KAT and the street dogs of Kathmandu
I first heard of the work being done to improve the welfare of Nepal’s street dogs several years ago and recently was lucky enough to have the opportunity to see for myself how a small organisation in Kathmandu is making a huge difference to the lives of the city’s dogs.
Like many countries around the world, Nepal is no stranger to the problems associated with street dogs. Every year in Nepal around 16,000 people are treated for dog bites and approximately 200 people die of rabies.
Despite the constant influx of tourists and trekkers passing through Nepal to experience the beauty and grandeur of the Himalayas, the country itself is incredibly poor with 30% of the population living below the poverty line and where daily rolling power outages are a way of life. Addressing street dog issues is invariably way down the list of priorities.
In 2004 the Kathmandu Animal Treatment Centre (KAT) opened and began trying to confront some of the problems affecting both the welfare of city’s dogs and the people and communities who live along side them. Operating across Kathmandu, KAT’s activities have had a profound impact on the city’s dogs over the past eight years.
Kathmandu is Nepal’s capital city, nestled in a valley surrounded by mountains on every side. It sits 1,400 meters above sea level and on a clear day the snow capped peaks of the Himalayas are visible to the North. Kathmandu Valley is comprised of three districts, a population of almost 3 million people and an estimated dog population of 35,000.

> [Your tasks]
A – In what year did the Kathmandu Animal Treatment Centre open, according to the KAT article?
B – Translate this sentence from the KAT article into Spanish: "Kathmandu is Nepal’s capital city, nestled in a valley surrounded by mountains on every side."
C – List every figure in the KAT article that counts people or dogs (leave out percentages), with what each figure counts.
Answer from the KAT article alone.

> [Extracted data]
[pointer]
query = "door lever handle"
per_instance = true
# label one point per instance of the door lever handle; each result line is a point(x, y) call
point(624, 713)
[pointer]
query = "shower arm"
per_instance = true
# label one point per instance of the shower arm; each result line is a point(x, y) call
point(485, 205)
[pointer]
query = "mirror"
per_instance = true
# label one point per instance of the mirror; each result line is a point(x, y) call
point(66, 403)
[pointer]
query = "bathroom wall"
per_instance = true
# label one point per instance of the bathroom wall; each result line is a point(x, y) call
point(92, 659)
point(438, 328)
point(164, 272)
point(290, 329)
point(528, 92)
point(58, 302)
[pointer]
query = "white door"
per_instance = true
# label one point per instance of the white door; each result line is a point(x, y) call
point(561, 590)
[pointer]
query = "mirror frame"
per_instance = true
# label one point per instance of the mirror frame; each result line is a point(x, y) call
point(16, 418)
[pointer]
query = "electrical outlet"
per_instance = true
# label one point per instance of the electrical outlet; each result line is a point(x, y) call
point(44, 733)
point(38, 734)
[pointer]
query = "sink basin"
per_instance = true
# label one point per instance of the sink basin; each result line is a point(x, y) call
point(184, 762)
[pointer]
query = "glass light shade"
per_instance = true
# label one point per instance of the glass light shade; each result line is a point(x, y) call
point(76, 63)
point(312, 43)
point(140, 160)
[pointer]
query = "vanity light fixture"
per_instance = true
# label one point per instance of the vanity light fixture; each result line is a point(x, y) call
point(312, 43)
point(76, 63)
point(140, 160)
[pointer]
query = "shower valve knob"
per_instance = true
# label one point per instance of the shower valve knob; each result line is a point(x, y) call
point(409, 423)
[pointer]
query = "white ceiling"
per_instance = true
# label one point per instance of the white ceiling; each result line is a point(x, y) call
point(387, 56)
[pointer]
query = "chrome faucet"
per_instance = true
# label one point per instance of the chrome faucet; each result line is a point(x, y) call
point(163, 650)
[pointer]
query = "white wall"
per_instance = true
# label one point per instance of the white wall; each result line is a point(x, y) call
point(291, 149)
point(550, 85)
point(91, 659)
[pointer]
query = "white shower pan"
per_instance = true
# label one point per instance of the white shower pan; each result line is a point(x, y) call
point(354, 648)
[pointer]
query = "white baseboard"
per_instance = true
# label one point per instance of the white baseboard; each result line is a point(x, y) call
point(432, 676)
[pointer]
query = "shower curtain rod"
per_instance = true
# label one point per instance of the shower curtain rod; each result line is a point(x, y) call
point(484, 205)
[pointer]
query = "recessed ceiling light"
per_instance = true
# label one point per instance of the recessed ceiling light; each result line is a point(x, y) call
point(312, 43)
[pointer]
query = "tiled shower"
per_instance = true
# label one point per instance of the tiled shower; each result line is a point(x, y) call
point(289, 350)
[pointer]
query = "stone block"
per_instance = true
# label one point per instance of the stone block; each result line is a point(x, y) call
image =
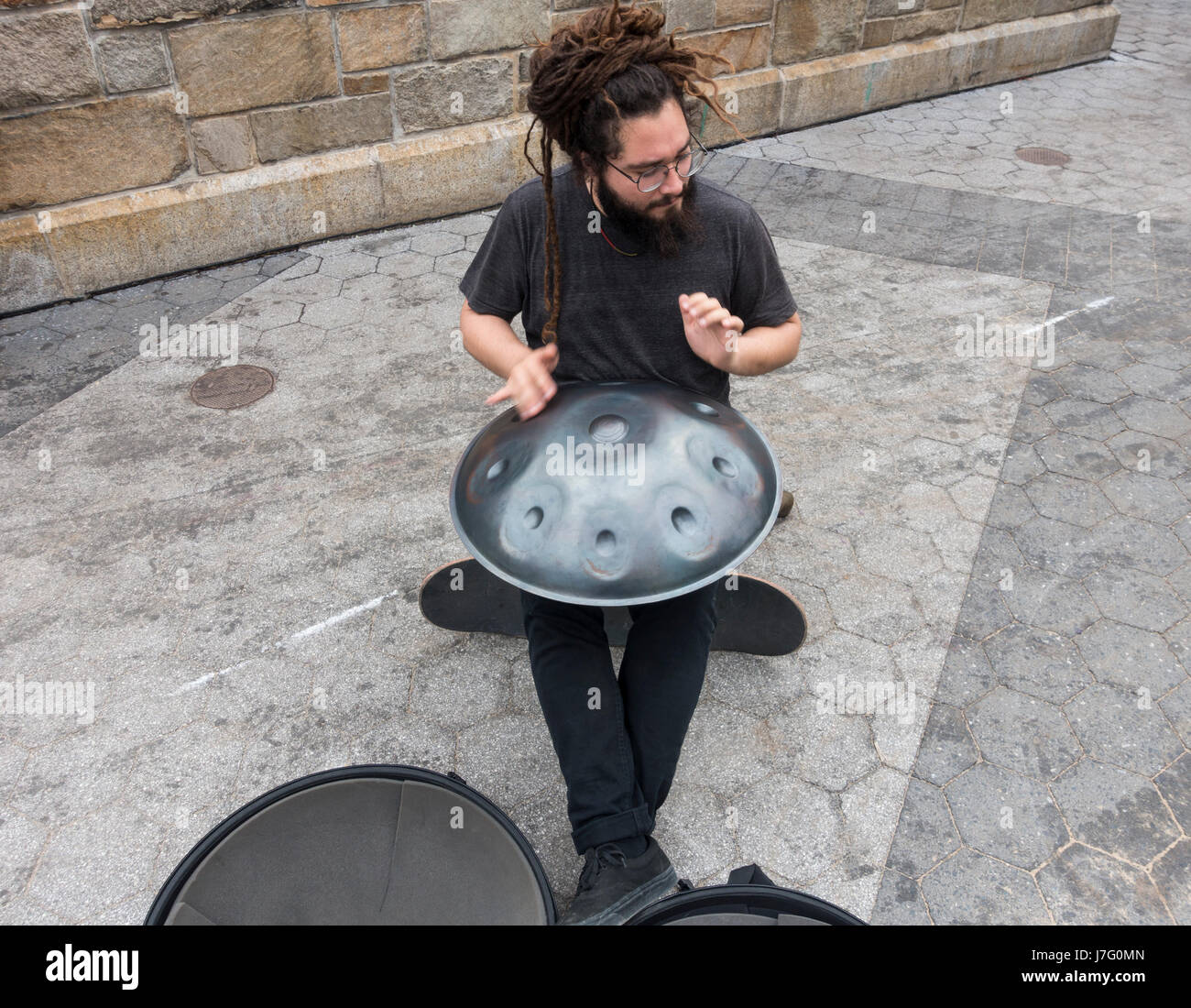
point(741, 12)
point(46, 59)
point(365, 83)
point(221, 218)
point(758, 102)
point(464, 27)
point(66, 154)
point(119, 13)
point(692, 16)
point(222, 144)
point(823, 91)
point(132, 60)
point(877, 32)
point(809, 28)
point(423, 177)
point(237, 64)
point(382, 36)
point(430, 98)
point(978, 13)
point(27, 276)
point(563, 16)
point(308, 129)
point(1063, 6)
point(746, 48)
point(925, 25)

> [Results]
A – 2004

B – Katmandú es la capital de Nepal, enclavada en un valle rodeado de montañas por todos lados.

C –
- Around 16,000: people treated for dog bites in Nepal each year
- Approximately 200: people who die of rabies in Nepal each year
- Almost 3 million: population of Kathmandu Valley
- An estimated 35,000: dog population of Kathmandu Valley